<<<<

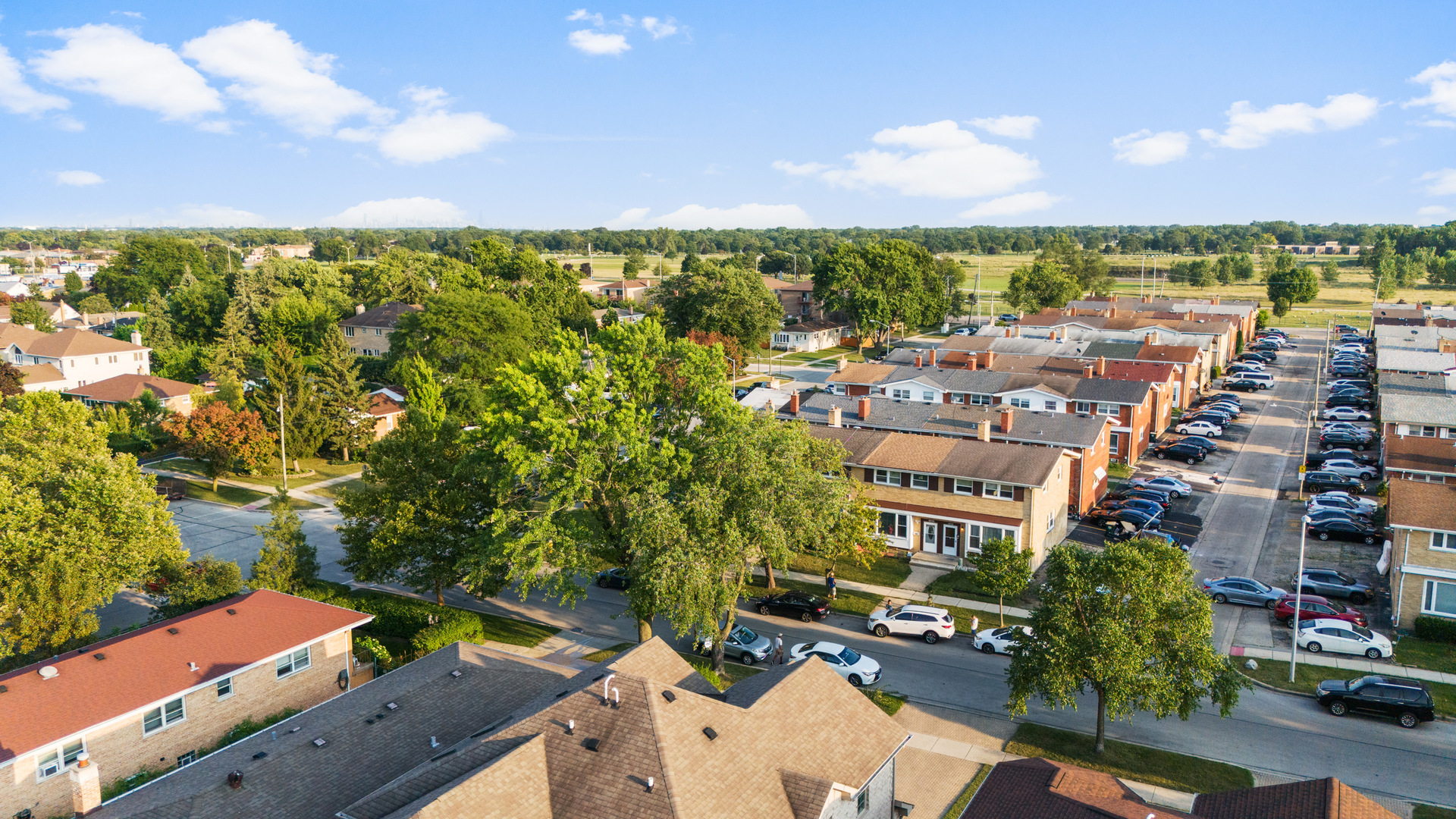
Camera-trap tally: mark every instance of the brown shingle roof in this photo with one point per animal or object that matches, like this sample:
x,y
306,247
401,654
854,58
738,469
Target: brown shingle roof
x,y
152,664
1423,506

>>>>

Work request. Each entry must be reproduced word for word, and any image among them left out.

Written response.
Camera-trap tally: mark every instance of the brown shingle roof in this photo with one point per animal or object that matches, like this sample:
x,y
306,247
401,654
854,58
738,469
Target: brown shingle roof
x,y
152,664
1423,506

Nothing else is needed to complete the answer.